● **Your assignment**:
The reply should match the listing below character for character, except that no image is carried over.

● **Data**:
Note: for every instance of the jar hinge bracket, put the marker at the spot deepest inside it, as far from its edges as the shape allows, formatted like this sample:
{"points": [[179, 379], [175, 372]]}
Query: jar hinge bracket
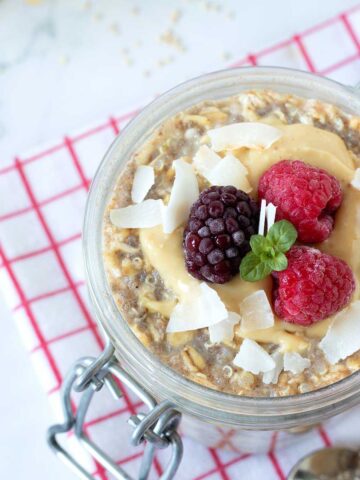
{"points": [[158, 426]]}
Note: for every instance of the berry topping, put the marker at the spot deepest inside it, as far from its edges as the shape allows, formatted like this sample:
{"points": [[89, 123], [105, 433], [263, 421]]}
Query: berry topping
{"points": [[218, 232], [314, 286], [306, 196]]}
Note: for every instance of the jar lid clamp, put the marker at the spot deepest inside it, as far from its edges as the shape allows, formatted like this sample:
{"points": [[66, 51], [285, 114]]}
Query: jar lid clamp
{"points": [[158, 426]]}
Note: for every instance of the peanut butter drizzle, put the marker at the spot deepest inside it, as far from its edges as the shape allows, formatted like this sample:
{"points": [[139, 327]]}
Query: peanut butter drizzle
{"points": [[299, 142]]}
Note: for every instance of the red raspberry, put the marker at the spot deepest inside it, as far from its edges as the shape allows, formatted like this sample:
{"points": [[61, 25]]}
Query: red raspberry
{"points": [[218, 231], [306, 196], [313, 287]]}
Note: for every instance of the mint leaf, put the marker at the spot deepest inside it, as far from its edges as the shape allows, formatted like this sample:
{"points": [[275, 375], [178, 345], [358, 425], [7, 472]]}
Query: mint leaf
{"points": [[278, 263], [253, 268], [282, 236], [259, 244]]}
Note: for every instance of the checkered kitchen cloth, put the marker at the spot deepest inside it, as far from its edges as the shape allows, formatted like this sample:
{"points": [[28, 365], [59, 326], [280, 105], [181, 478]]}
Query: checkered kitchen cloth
{"points": [[41, 275]]}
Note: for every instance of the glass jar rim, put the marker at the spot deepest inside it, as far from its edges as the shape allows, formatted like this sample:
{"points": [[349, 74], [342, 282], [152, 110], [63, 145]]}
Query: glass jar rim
{"points": [[160, 380]]}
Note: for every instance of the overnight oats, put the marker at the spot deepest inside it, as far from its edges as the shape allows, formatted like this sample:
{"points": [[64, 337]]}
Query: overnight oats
{"points": [[231, 244]]}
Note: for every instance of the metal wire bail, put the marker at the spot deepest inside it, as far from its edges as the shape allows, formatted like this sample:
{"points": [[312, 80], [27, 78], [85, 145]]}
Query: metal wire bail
{"points": [[157, 427]]}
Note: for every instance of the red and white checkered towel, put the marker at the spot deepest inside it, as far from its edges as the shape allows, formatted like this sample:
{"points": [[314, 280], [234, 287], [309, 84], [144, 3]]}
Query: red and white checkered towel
{"points": [[41, 272]]}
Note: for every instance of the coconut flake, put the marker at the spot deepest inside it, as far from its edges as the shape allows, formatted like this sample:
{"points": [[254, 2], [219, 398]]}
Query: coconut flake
{"points": [[245, 134], [212, 306], [270, 216], [207, 309], [224, 330], [343, 336], [295, 363], [230, 171], [256, 312], [355, 182], [205, 160], [253, 358], [261, 230], [146, 214], [272, 376], [184, 193], [144, 179]]}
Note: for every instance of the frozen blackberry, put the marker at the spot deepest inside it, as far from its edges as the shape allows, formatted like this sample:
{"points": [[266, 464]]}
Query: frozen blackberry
{"points": [[218, 231]]}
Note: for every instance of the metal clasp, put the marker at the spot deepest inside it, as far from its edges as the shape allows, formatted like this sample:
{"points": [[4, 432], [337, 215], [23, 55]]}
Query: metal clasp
{"points": [[157, 427]]}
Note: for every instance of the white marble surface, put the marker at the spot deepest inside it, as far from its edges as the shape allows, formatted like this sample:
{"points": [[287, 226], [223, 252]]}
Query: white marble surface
{"points": [[66, 64]]}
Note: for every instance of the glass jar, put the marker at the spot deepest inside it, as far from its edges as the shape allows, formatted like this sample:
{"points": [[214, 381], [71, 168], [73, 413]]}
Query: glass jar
{"points": [[209, 416]]}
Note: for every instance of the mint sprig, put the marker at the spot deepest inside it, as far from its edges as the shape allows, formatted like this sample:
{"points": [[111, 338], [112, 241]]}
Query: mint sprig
{"points": [[268, 253]]}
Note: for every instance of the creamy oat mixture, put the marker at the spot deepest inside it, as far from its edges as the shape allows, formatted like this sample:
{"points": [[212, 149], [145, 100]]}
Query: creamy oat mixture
{"points": [[145, 267]]}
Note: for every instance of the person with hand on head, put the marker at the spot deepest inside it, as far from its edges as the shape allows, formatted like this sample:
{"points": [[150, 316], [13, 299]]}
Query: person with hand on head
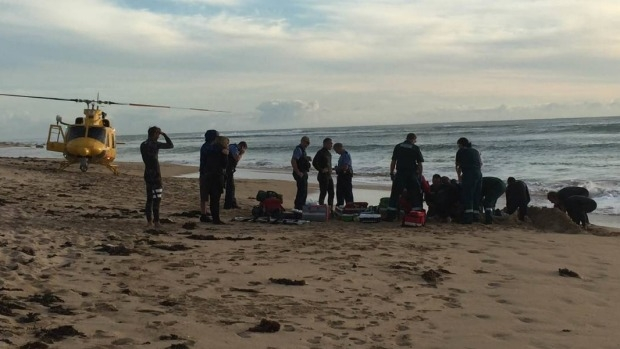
{"points": [[149, 149], [300, 162], [235, 153], [344, 176]]}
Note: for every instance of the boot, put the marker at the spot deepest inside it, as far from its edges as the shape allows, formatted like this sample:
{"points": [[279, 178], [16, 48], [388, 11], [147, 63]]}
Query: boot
{"points": [[488, 217]]}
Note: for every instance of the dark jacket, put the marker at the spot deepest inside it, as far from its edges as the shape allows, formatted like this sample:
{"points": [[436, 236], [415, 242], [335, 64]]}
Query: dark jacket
{"points": [[323, 160], [150, 155]]}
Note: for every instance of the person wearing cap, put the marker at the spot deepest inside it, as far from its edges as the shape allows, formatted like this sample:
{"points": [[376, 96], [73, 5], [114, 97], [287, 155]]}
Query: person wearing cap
{"points": [[300, 162], [235, 152], [405, 171]]}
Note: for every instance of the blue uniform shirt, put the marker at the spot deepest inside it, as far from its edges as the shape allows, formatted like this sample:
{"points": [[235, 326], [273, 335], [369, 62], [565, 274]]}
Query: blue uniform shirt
{"points": [[345, 160]]}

● **Worked solution**:
Note: for every instance of the jar hinge bracket, put the marker at the spot deepest inside it, as far from its edges as the shape allows, formatted like this sample:
{"points": [[179, 379], [175, 372]]}
Query: jar hinge bracket
{"points": [[158, 426]]}
Note: for every instance of the berry topping, put the marker at the spot deepest inside it, as far from its edges as the shape allows, formatted like this sample:
{"points": [[89, 123], [105, 433], [263, 421]]}
Query: berry topping
{"points": [[218, 232], [314, 286], [306, 196]]}
Note: for every instance of the jar lid clamp, put the marker at the spot deepest inside it, as far from its edges as the shape allows, formatted like this sample:
{"points": [[66, 51], [285, 114]]}
Query: jar lid clamp
{"points": [[158, 426]]}
Note: for every instance of the peanut butter drizzle, put the marker at the spot deepest inside it, as far from its edges as the shape allows, formatted like this sample:
{"points": [[139, 327]]}
Query: peanut butter drizzle
{"points": [[299, 142]]}
Note: for every instance of the red raspberry, put the marker at the spot deepest inside it, as far from its edges as the shape allows, formatted like this sample:
{"points": [[61, 25]]}
Query: red raspberry
{"points": [[218, 231], [306, 196], [313, 287]]}
Note: for every instance of the mint leaf, put the marker at the spot deepest inside it, as far from its edges as the shape allows, formatted like this sample:
{"points": [[275, 375], [178, 345], [358, 425], [7, 472]]}
Query: mint leaf
{"points": [[278, 263], [253, 268], [282, 236], [259, 244]]}
Note: for every instance of the checkered kitchen cloth, put the marker at the spot deepest inside it, as far from its edges as the shape allows, formatted like this sample:
{"points": [[28, 365], [59, 326], [280, 105], [181, 478]]}
Query: checkered kitchen cloth
{"points": [[41, 275]]}
Note: for every instance of the glass jar rim, put the marker at the spot deepest inside it, as far from its edges as the shape allows, formatted like this sample:
{"points": [[349, 74], [342, 282], [152, 110], [63, 145]]}
Query: glass jar rim
{"points": [[160, 380]]}
Note: for every instance of the overnight oats, put the marker at the spot deepest inside it, as far from its edges as the shape allows, formatted like this sample:
{"points": [[64, 337]]}
Query: overnight oats
{"points": [[231, 244]]}
Note: for every instance of the metal wire bail, put the marker at the spot deepest inside it, as far from its edges as the shape allows, formatted like this sample:
{"points": [[312, 80], [27, 78], [85, 145]]}
Query: metal wire bail
{"points": [[157, 427]]}
Note: for every instance of the red and white checkered towel, put the marker at the spot deepest inside it, as far from its edges as the shape allows, formatted like this sample:
{"points": [[314, 280], [234, 287], [309, 84], [144, 3]]}
Query: red and white checkered towel
{"points": [[41, 272]]}
Note: for every instance of the coconut flake, put the marker at the spot deepest inside it, as far from its edges as the shape allows, formatted like this sample:
{"points": [[254, 2], [219, 398]]}
Query: coconut flake
{"points": [[245, 134], [212, 306], [270, 216], [207, 309], [224, 330], [343, 336], [295, 363], [230, 171], [256, 312], [355, 182], [205, 160], [253, 358], [261, 230], [146, 214], [272, 376], [184, 193], [144, 179]]}
Note: for every instance of the frozen blackberry, put the marker at the spot deepest inside it, as far from its edges as the shape allows, formatted like this sample:
{"points": [[266, 464]]}
Query: frozen blackberry
{"points": [[218, 231]]}
Note: for every instance of the metal clasp, put the marker at the spot deepest inside it, as far from its edges as the shape allows, formatted like this sample:
{"points": [[4, 432], [337, 215], [23, 55]]}
Query: metal clasp
{"points": [[157, 427]]}
Note: for every instance of the white marble surface, put the marker at the spot deepest inside it, as far from its edges as the shape allows, formatted like this sample:
{"points": [[287, 226], [223, 252]]}
Query: white marble surface
{"points": [[66, 64]]}
Note: for every instance of the glass jar, put the marker at the spot deepest inside it, as far from its edges as the shape allows, formatted like this sample:
{"points": [[214, 381], [71, 168], [73, 413]]}
Query: glass jar
{"points": [[209, 416]]}
Note: for every instance of the mint sprig, put the marker at the spot deepest inside it, as far from its edges as the shape allows, formatted like this sample:
{"points": [[111, 338], [112, 241]]}
Query: mint sprig
{"points": [[268, 253]]}
Note: for every instance of the creamy oat mixture, put the marker at the spot deepest inside it, as far from its edges as the shape allows, formatted like this sample:
{"points": [[212, 149], [145, 100]]}
Query: creamy oat mixture
{"points": [[145, 267]]}
Note: for every instance of the person with hand on head, put the marker at the spot deepest inside it, as far from its edges as the shape allows, formatted like this sample:
{"points": [[150, 316], [13, 299]]}
Query: person with hand on head
{"points": [[149, 149], [300, 162], [235, 153], [344, 176]]}
Note: for every instance of the boot, put the marker at the spot deepest inside it, as far from its edges as the shape allows, formatted like this sample:
{"points": [[279, 178], [16, 48], [388, 11], [147, 63]]}
Query: boot
{"points": [[488, 217]]}
Note: for every instance of the dark jacket, put the marker at the spot deepest inside it, as far from its edges as the shape allows, formatted like this sample:
{"points": [[436, 236], [415, 242], [335, 64]]}
Query: dark jacket
{"points": [[323, 160], [150, 155]]}
Note: for every instance of the person wearing cap, put the marker at the spot deepest inside it, as far from its edges as the shape allows, formatted like this sample:
{"points": [[376, 96], [73, 5], [114, 97], [287, 155]]}
Query: person wearing cap
{"points": [[300, 162], [235, 152], [405, 171]]}
Note: for every instance of the blue uniform shirt, put the marker at the spot deepest inside it, as far from its edges as the shape allows, formatted like this sample:
{"points": [[235, 326], [273, 335], [369, 62], [565, 274]]}
Query: blue uniform shirt
{"points": [[345, 160]]}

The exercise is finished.